• [DESCRIPTION OF THE TASK]:
Please retype the stretch of the news release from "Preliminary findings show" through "than non-Bt pollen." word for word.

• [SELECTED TEXT]:

Campus News

Published by Communications and Public Affairs (519) 824-4120, Ext. 56982 or 53338

News Release

January 04, 2000

New study shows biotechnology not harmful to Monarch butterfly

The Monarch butterfly is alive and well, despite exaggerated and misleading reports that it is threatened by biotechnology, new research by a University of Guelph professor reveals.

Prof. Mark Sears, chair of the Department of Environmental Biology and the Canadian Corn Pest Coalition, conducted field research on pollen from Bt corn containing Bacillus thuringiensis, a naturally occurring soil-borne bacterium which selectively targets specific groups of insects.

Preliminary findings show that the pollen is found in too-low doses on most milkweed plants to hurt Monarch butterfly larvae. In fact, researchers found that pollen from milkweed leaves from Bt corn had no greater effect on Monarch larvae than non-Bt pollen.

"Bt-corn has always been shown to be harmless to both humans and animals, and we now know it isn't a major threat to the Monarch butterfly," Sears said.

An earlier U.S. study claimed pollen from Bt-corn damaged Monarch butterfly larvae. The study sparked a media frenzy and public concern about genetically modified foods. The U.S. study was completed in a lab, and the dosage of pollen used was not reported, Sears said.

"The actual threat to the Monarch butterfly can only be determined by assessing the dosage that affects the larvae and their degree of exposure to Bt-corn pollen in the field," he said. "Outside of corn fields, you probably wouldn't find concentrated dosages of pollen because wind and rain removes it from the surface of the milkweed leaves."

Sears is leading a two-year project to determine the ecological impacts of Bt-corn pollen on selected non-target butterfly species, including the Monarch. His study focuses on Bt pollen and how far it travels. He examined milkweed stands in and adjoining corn fields, at their edges, then at distances of five, 10, 25, 50 and 100 metres away.

He is being assisted by U of G research associate Diane Stanley-Horn and research technician Heather Mattila, along with seed industry representatives and corn growers. His research is sponsored by the Canadian Food Inspection Agency and Environment Canada.

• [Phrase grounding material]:
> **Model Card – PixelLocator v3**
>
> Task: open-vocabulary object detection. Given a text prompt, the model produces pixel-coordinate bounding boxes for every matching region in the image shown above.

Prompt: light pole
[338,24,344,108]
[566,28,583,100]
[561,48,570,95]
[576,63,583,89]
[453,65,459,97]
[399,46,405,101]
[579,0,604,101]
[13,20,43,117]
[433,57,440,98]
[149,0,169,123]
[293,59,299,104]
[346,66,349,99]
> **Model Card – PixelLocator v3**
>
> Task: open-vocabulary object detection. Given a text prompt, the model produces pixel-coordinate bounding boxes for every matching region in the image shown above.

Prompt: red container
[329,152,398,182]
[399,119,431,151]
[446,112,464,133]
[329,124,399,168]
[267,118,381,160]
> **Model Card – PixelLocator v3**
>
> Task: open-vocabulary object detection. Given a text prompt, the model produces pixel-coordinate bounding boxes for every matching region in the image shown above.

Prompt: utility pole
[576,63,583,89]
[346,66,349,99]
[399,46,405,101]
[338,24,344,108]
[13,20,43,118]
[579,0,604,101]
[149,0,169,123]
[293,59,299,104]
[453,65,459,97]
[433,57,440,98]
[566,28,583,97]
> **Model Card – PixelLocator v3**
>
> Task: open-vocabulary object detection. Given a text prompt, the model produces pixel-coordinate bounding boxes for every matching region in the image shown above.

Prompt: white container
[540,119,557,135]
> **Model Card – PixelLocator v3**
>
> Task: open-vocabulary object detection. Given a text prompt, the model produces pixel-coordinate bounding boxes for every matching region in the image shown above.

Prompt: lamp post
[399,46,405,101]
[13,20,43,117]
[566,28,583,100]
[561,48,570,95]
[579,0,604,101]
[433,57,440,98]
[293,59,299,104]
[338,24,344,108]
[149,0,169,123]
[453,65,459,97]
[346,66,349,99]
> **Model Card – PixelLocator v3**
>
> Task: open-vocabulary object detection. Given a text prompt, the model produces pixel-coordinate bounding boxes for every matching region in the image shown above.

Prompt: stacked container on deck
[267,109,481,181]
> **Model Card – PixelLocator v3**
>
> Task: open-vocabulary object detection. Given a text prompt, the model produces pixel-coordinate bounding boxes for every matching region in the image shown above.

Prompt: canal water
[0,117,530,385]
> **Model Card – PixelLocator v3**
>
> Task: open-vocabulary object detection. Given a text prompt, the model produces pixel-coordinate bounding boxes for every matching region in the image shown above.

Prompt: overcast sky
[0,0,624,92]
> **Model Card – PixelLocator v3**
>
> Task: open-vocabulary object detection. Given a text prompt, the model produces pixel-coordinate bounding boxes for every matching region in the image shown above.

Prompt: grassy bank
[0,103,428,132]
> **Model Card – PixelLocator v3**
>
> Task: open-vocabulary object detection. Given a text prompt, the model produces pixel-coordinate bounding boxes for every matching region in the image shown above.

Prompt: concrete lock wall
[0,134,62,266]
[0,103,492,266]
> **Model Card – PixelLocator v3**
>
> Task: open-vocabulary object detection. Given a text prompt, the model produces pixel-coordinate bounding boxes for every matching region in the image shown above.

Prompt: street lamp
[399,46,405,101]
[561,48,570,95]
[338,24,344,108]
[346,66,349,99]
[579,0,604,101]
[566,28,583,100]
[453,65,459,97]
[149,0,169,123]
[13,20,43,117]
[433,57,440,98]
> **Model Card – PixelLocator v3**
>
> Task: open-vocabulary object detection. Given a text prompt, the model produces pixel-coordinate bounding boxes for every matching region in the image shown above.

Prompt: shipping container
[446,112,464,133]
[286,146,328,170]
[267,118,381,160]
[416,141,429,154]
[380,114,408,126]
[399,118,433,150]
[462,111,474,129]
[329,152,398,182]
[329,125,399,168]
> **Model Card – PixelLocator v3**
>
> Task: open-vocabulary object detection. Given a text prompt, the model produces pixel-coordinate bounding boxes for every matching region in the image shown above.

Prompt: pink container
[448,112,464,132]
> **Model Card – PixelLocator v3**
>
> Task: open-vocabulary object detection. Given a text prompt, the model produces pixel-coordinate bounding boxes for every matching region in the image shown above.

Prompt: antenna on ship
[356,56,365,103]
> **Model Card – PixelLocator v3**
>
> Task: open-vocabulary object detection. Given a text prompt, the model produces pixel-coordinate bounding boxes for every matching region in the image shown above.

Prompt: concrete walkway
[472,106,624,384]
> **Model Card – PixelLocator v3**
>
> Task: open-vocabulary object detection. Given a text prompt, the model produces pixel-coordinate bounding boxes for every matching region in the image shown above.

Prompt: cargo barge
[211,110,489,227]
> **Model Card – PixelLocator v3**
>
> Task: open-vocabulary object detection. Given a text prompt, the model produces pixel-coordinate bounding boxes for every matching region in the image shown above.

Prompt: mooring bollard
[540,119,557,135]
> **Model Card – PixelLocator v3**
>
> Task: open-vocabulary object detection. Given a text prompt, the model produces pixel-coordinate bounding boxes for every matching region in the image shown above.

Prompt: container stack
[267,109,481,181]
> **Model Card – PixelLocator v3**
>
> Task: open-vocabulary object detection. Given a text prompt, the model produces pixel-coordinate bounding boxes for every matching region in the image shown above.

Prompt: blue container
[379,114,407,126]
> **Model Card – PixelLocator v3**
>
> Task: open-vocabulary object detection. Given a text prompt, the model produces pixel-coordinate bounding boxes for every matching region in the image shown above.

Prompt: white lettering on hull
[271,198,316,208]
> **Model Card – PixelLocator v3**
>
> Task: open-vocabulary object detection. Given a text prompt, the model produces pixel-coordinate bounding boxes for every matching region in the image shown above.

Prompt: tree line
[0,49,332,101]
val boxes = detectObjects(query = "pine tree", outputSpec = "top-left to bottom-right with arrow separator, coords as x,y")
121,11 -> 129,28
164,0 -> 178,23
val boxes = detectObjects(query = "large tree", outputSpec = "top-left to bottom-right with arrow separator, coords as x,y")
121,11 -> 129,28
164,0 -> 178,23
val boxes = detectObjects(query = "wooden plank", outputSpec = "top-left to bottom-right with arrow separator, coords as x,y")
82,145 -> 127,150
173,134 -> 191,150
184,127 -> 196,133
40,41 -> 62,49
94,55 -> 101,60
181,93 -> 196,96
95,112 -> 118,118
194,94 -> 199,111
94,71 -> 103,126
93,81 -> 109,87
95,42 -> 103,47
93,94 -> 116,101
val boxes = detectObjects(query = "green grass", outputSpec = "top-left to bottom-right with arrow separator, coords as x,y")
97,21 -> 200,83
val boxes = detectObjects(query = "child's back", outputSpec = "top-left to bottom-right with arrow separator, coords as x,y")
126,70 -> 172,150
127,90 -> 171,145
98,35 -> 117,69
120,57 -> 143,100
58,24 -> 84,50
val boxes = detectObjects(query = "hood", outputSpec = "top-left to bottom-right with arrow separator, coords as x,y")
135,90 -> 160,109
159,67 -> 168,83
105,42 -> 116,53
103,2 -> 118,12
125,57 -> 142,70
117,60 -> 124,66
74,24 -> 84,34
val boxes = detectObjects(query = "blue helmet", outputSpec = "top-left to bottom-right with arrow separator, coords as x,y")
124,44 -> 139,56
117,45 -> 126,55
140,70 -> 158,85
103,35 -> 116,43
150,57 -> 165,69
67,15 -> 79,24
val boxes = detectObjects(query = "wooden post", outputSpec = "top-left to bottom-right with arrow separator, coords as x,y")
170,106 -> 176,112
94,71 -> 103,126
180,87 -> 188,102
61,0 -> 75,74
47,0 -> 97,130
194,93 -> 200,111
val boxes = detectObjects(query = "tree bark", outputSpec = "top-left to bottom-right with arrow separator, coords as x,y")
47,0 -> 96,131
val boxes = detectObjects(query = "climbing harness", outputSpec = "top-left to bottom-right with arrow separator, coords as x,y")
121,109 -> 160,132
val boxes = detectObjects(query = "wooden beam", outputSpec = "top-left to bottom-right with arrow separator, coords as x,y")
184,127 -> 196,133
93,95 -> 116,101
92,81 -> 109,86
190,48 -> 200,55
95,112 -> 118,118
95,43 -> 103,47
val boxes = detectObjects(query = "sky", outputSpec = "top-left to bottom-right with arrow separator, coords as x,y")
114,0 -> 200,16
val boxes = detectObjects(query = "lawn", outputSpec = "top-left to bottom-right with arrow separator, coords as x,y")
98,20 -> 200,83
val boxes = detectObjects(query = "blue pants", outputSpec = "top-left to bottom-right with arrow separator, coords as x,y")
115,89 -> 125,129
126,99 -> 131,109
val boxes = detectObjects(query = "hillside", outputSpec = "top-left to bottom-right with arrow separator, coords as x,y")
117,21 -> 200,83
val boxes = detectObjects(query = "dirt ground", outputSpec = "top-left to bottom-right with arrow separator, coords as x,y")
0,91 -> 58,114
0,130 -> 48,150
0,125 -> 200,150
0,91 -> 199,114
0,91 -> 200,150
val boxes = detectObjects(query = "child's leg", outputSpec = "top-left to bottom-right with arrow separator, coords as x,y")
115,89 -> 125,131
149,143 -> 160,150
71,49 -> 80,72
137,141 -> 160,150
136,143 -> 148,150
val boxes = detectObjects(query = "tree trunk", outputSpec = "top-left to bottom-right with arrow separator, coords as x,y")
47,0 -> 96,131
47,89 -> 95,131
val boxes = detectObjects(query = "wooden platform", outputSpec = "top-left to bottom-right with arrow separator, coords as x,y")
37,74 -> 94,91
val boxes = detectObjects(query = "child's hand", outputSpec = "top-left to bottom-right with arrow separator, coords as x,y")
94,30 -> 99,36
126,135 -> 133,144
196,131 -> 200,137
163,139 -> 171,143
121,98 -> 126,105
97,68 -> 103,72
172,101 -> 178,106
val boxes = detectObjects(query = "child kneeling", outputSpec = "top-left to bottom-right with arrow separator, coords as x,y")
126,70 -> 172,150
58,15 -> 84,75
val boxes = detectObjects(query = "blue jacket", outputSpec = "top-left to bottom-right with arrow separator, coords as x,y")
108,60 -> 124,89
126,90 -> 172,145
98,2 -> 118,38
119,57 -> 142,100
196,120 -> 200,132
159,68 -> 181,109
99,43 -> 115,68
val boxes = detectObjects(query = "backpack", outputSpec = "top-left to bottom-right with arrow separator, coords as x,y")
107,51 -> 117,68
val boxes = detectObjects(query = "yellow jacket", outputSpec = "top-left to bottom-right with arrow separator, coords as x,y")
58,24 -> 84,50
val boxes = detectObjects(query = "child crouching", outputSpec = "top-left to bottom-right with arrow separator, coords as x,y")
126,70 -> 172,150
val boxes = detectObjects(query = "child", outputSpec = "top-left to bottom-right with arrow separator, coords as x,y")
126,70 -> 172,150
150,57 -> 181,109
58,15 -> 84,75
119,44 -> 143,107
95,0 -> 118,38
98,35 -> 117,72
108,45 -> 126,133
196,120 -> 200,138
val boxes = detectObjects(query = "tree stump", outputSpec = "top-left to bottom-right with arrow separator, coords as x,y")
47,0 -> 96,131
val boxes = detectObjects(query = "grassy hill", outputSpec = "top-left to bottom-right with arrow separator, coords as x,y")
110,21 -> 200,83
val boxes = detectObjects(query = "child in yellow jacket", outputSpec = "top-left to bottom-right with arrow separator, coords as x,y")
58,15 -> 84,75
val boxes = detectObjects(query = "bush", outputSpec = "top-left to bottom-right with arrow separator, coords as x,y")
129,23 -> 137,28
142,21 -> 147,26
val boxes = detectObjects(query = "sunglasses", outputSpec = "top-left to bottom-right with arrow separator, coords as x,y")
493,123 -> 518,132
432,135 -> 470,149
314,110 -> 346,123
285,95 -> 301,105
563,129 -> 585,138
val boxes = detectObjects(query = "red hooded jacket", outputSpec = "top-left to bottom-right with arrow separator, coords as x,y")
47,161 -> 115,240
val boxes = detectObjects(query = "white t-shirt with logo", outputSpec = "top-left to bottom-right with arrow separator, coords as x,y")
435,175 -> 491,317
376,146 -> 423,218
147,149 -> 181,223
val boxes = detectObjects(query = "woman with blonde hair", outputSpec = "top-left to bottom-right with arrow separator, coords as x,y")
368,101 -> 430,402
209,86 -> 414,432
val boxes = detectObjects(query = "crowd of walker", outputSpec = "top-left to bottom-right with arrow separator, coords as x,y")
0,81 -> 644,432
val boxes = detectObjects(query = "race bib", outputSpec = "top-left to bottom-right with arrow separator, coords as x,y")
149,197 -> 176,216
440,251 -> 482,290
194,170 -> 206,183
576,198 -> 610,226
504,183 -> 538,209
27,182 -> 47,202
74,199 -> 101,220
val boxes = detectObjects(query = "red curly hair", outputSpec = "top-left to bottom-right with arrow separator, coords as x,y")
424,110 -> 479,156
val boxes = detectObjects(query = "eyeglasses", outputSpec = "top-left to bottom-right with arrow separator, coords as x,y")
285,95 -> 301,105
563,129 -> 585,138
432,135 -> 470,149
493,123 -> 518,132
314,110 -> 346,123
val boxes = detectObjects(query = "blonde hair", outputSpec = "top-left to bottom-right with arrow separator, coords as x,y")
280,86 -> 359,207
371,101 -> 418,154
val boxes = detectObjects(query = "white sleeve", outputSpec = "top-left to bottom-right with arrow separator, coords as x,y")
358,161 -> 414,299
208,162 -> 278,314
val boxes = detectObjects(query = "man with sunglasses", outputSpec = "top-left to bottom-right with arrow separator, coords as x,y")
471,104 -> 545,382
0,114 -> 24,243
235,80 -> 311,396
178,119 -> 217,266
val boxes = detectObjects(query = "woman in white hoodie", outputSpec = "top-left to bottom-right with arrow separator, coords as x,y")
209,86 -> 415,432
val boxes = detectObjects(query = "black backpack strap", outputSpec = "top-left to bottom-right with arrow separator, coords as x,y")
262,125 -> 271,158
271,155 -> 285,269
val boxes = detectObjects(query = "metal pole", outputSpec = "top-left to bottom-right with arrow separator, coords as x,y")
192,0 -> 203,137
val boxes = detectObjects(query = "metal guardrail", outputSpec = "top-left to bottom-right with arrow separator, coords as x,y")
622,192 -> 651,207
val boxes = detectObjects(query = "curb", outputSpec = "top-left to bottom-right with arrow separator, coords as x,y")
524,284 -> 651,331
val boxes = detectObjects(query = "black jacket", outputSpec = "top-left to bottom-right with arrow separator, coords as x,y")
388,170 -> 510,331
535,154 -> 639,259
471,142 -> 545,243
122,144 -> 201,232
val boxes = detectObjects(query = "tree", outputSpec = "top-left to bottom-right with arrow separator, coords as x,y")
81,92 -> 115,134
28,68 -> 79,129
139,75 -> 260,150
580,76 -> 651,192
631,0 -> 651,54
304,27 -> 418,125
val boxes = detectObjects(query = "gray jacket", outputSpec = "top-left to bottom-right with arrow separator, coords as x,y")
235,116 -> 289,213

• [RESULT OF THIS TASK]:
Preliminary findings show that the pollen is found in too-low doses on most milkweed plants to hurt Monarch butterfly larvae. In fact, researchers found that pollen from milkweed leaves from Bt corn had no greater effect on Monarch larvae than non-Bt pollen.